■ **EXCERPTED TEXT**
....

Peterborough Examiner article about this event
This particular event, hosted by Anna Petry and Safe And Green Energy (SAGE), was attended by many people from the Port Hope, Haliburton, Toronto and the Bancroft area region. Their personal accounts of how uranium has impacted their community was very moving and at times very upsetting.
Below please find a submission from Dan Rudka, a former nuclear energy worker in Port Hope, who bravely gave us a very personal account of how uranium has impacted his life. It is because of people such as Dan, that we continue to fight our collective fight.
Thank you to Anna Petry and the many wonderful people of SAGE, for providing us with a great venue for the Inquiry as well as an incredible potluck dinner.
The Peterborough panelists included:
Marion Dewar: Ottawa mayor from 1978 - 1985 and a Member of Parliment from 1986 - 1988. She was a former Chair of Oxfam Canada and the Ottawa-Carleton Police Services Board. In 2002 she was a recipient of the Order of Canada. Marion has been politically active and volunteers her time for many community pursuits.
Fraser McVie: Retired from senior positions in the Canadian justice system. While there he helped develop modern and humane approaches to corrections based on rehabilitation and treatment. He has had extensive experience in international projects and peacekeeping, including work as an expert with UN Interim Mission in Kosovo.
The following people made presentations:
Mark Winfield, Christine Artill (FUME), Robin Simpson (FUME), Mike Nickerson (The Sustainability Project), Siren Sounding the Alarm, Heather Ross (Environment Haliberton), Bruce Cox (Executive Director of Greenpeace Canada) Co-Chief of the Ardoch Algonquin First Nation, Professor Paula Sherman, Julie Caron, John Miller (Families Against Radiation Exposure), Rachel Edge (Trent U Mural Group), Doug Smith (Green Party of Ontario), Kathryn Langley (SAGE), Dan Rudka, Linda Harvey (CCAMU), Raging Grannies, Kawartha World Issues Centre, Marion Burton (Occupational & Environmental Health Coalition), Corinne Mintz, Carol Winter (SAGE, Ploughshares), Steve Sharpe (NDP), Angel Hamilton, Marianne Pedretti, Michael Ketemer, Andrew Johncox, Faye More, Tom Lawson (for himself and on behalf of his daughter Molly), Pat Lawson, Peter Tabuns (MPP, NDP Environmental Critic), John Etches (SAGE), Susan Howlett (Kawartha Community Midwives), Roy Brady (SAGE), Richard Tyssen, Greg Roy, James Wilkes, Frank Morrison and Erin Parker.
The Inquiry has now seen over 120 presentations, with another 50 plus, expected at the Ottawa session.
Click here to see Garth Gullekson's photos of this event.
The next inquiry session will be held in Ottawa, on Tuesday, April 22, 2008, from1-5pm, 6-9pm at:
Rideau Park United Church,
2203 Alta Vista Drive K1H 7L9
Located one block north of Kilborn Ave. on the east side of Alta Vista Drive.

....

■ **WHAT YOU NEED TO DO**
• A. Summarize the account of the Peterborough inquiry session in two sentences.
• B. Translate this sentence from the account of the Peterborough inquiry session into Spanish: "The Inquiry has now seen over 120 presentations, with another 50 plus, expected at the Ottawa session."

....

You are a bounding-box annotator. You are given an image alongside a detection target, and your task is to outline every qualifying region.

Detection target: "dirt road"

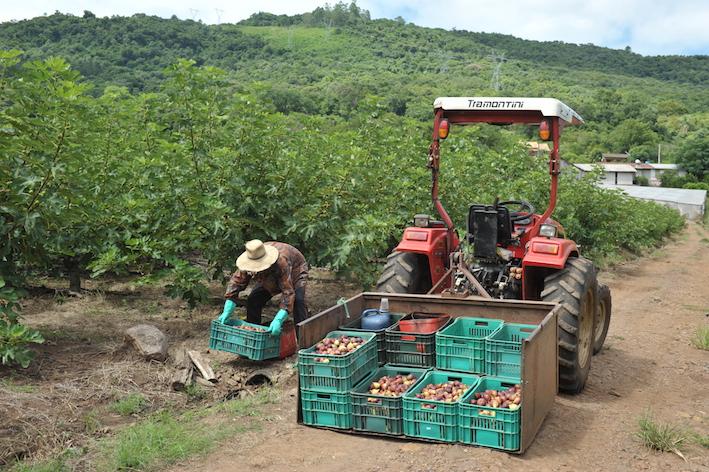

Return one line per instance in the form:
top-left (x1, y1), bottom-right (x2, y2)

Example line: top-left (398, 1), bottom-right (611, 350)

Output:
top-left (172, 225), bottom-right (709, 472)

....

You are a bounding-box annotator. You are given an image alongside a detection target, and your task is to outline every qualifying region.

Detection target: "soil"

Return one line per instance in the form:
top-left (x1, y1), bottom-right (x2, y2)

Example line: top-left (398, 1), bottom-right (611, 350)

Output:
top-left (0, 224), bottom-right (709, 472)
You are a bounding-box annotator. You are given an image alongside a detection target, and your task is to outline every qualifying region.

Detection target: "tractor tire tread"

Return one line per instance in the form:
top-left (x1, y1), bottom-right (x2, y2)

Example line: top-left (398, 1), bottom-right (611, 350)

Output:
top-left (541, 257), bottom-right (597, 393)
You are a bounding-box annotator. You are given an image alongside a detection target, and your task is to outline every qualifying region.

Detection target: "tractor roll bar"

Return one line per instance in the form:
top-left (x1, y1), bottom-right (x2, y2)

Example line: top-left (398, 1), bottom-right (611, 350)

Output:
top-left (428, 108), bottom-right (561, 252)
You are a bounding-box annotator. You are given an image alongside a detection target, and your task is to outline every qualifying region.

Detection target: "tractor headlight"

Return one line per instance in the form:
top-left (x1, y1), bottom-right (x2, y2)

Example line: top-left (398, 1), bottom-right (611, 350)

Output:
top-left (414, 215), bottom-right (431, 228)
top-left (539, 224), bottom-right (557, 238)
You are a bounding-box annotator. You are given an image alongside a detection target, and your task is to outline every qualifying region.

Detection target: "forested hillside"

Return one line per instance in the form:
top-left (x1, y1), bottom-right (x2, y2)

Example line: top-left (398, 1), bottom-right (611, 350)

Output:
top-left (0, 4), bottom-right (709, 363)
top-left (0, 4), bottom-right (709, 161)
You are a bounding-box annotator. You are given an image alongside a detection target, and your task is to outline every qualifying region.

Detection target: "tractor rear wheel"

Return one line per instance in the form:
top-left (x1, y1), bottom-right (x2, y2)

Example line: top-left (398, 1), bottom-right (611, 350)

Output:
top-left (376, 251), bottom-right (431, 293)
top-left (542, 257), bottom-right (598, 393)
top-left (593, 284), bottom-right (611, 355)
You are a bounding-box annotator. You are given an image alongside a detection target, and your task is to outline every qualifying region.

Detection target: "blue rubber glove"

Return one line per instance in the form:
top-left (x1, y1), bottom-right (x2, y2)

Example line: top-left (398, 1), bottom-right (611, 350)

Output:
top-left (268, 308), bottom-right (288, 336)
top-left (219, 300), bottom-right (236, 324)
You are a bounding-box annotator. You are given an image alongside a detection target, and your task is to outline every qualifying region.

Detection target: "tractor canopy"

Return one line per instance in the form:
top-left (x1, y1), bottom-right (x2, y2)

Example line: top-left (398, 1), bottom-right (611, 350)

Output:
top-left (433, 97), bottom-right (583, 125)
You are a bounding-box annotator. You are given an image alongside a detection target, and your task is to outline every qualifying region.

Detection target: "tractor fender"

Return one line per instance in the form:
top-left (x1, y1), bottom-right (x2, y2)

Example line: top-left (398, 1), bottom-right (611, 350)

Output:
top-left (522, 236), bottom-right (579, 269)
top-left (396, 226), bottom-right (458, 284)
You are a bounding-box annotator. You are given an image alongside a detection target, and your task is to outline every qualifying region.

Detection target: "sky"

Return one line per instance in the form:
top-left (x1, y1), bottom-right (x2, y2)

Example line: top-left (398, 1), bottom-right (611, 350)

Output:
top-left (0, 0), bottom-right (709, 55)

....

■ **PER-TASK ANSWERS**
• A. The Peterborough session, hosted by Anna Petry and Safe And Green Energy (SAGE), drew many people from the Port Hope, Haliburton, Toronto and Bancroft areas, whose accounts of how uranium has affected their communities were moving and at times upsetting. Panelists Marion Dewar and Fraser McVie heard presentations from a long list of people and groups, the Inquiry has now seen over 120 presentations, and the next session will be held in Ottawa on Tuesday, April 22, 2008, at Rideau Park United Church.

• B. La Investigación ya ha recibido más de 120 presentaciones, y se esperan más de 50 adicionales en la sesión de Ottawa.